▶ [Instrução escrita] Copie na íntegra o excerto sobre as mentiras acerca da segurança em Moçambique, sem alterar uma única palavra ou sinal.

▶ [Excerto selecionado]
**********

Director: Marcelo Mosse

Maputo -

Actualizado de Segunda a Sexta

quarta-feira, 02 março 2022 06:02

Nossas mentiras, mentiras nossas: insurgentes, terroristas, segurança, segurança cibernetica e hackers - um texto de Dino Foi*

Um dos grandes problemas deste nosso grandioso país é sempre sermos reactivos, às vezes até mentirosos. Mentirinhas que, às vezes, se confundem com realidade fazem com que, em Moçambique, o famoso “duas mentiras não fazem uma verdade” é chumbado. Por outro lado, muitas vezes é-nos incutida uma mentira, ou duas, que se tornam uma verdade, como na questão da nossa segurança.

 

Quando arrancou a invasão do nosso país por grupos terroristas, a primeira mentira foi a de que eram marginais e garimpeiros. Um pouco depois foram chamados de insurgentes e, finalmente, terroristas.

**********

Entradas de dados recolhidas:
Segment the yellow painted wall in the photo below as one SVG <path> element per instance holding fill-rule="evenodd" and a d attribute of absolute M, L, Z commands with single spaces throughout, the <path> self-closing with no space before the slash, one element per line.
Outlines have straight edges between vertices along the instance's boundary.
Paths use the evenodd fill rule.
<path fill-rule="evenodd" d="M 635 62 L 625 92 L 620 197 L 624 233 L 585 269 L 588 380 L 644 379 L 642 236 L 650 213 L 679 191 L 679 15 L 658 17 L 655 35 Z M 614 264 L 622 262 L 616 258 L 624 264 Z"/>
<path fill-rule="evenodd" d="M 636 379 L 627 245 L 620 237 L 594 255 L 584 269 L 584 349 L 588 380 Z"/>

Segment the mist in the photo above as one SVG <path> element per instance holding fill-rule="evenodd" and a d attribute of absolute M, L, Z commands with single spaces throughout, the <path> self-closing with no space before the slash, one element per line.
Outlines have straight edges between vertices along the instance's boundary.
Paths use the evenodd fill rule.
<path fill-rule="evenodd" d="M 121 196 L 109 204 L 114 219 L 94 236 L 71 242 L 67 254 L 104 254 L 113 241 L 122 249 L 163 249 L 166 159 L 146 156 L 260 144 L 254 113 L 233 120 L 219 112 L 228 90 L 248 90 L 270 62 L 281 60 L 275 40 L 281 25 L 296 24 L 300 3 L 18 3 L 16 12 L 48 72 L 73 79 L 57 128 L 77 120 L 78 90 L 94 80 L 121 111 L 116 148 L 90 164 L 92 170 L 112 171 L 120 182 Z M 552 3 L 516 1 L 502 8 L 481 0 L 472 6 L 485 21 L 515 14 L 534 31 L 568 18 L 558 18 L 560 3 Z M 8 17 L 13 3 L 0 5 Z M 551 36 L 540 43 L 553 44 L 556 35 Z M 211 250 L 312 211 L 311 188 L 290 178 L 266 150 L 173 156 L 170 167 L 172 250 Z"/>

**********

▶ [Resposta final]
Director: Marcelo Mosse

Maputo -

Actualizado de Segunda a Sexta

quarta-feira, 02 março 2022 06:02

Nossas mentiras, mentiras nossas: insurgentes, terroristas, segurança, segurança cibernetica e hackers - um texto de Dino Foi*

Um dos grandes problemas deste nosso grandioso país é sempre sermos reactivos, às vezes até mentirosos. Mentirinhas que, às vezes, se confundem com realidade fazem com que, em Moçambique, o famoso “duas mentiras não fazem uma verdade” é chumbado. Por outro lado, muitas vezes é-nos incutida uma mentira, ou duas, que se tornam uma verdade, como na questão da nossa segurança.

 

Quando arrancou a invasão do nosso país por grupos terroristas, a primeira mentira foi a de que eram marginais e garimpeiros. Um pouco depois foram chamados de insurgentes e, finalmente, terroristas.